▶ [Source material]
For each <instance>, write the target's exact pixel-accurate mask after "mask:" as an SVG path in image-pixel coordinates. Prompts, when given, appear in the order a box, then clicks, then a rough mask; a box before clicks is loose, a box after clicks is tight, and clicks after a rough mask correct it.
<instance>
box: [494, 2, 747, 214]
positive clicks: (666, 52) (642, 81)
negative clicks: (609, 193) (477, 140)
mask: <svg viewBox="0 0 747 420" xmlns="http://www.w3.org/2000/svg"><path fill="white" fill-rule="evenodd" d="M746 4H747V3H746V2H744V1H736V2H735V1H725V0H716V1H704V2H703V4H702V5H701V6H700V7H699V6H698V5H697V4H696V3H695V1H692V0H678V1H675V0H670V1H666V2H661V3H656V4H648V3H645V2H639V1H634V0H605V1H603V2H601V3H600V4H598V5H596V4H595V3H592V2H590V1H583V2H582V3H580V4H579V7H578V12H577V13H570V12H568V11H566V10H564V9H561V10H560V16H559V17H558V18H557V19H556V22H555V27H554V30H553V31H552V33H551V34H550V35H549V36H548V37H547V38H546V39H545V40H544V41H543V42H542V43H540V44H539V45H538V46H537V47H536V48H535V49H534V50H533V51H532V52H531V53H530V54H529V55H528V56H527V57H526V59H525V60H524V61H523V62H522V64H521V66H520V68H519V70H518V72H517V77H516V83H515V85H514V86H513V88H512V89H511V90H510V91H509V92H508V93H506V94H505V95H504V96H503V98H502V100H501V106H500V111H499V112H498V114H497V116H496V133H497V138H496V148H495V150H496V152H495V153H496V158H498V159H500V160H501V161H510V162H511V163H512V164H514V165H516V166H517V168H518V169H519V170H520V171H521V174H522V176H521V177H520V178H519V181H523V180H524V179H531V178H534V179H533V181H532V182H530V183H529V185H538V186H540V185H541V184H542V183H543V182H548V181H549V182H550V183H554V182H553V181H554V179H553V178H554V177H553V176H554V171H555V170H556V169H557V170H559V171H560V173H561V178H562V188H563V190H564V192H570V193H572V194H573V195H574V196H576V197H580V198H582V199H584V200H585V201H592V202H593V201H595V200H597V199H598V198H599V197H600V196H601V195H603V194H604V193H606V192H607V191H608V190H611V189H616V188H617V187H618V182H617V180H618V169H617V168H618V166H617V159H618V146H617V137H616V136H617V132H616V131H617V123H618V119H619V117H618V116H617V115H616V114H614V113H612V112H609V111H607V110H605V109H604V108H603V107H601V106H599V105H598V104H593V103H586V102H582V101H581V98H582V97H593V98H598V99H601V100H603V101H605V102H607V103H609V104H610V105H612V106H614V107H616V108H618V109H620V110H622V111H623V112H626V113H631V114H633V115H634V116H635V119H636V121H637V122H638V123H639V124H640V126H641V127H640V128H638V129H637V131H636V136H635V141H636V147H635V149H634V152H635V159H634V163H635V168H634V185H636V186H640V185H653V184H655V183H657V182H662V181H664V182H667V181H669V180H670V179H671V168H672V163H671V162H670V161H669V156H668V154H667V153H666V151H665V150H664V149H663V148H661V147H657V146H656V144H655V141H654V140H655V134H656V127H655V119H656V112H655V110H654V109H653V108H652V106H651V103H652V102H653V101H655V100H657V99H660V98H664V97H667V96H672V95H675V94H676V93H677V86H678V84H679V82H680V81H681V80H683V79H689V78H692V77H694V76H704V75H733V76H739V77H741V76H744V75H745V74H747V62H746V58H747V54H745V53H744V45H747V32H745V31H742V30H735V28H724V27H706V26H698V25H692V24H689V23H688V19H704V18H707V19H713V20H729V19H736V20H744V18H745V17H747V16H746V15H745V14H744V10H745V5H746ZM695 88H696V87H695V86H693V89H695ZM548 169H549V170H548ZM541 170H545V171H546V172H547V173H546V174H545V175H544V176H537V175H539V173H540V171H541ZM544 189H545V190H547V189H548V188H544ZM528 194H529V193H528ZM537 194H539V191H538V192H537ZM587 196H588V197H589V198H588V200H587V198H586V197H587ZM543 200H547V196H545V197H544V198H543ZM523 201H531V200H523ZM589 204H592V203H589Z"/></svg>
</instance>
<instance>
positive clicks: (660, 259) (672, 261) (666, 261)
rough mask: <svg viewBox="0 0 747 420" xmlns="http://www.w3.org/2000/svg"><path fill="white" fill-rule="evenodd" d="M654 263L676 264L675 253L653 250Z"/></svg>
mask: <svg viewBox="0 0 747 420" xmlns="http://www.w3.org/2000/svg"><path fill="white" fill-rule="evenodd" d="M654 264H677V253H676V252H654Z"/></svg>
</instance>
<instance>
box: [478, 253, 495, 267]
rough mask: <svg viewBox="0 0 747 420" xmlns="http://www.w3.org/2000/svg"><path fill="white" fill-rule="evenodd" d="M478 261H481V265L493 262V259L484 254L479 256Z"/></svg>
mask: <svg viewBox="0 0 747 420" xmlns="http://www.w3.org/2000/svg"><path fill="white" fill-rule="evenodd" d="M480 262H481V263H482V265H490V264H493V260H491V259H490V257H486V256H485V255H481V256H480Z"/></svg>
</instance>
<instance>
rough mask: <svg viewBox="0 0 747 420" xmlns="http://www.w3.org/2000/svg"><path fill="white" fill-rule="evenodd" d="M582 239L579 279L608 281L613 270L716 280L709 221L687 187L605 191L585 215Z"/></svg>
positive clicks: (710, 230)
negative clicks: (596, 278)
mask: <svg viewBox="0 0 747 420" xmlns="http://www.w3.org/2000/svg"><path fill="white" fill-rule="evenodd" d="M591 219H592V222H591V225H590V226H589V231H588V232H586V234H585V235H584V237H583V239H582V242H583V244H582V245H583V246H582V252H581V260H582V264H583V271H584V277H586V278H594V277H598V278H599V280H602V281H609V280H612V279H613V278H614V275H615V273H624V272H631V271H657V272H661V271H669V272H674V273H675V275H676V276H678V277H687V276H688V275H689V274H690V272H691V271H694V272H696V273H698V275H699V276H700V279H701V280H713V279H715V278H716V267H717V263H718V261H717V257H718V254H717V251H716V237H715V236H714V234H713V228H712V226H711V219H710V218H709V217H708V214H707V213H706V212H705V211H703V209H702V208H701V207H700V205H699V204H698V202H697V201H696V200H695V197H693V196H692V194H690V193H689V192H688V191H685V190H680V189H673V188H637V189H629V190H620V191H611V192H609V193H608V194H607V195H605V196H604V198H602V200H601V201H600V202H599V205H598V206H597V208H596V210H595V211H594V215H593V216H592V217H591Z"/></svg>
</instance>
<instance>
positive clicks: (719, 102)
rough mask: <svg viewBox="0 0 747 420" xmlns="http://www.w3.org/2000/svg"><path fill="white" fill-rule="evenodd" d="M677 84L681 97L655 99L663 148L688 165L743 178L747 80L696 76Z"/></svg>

▶ [What you need to do] Every line of the listing that holds the word "positive" is to be found and copied.

▶ [Expected answer]
positive clicks: (666, 52) (642, 81)
positive clicks: (660, 259) (672, 261) (666, 261)
positive clicks: (710, 230)
positive clicks: (719, 102)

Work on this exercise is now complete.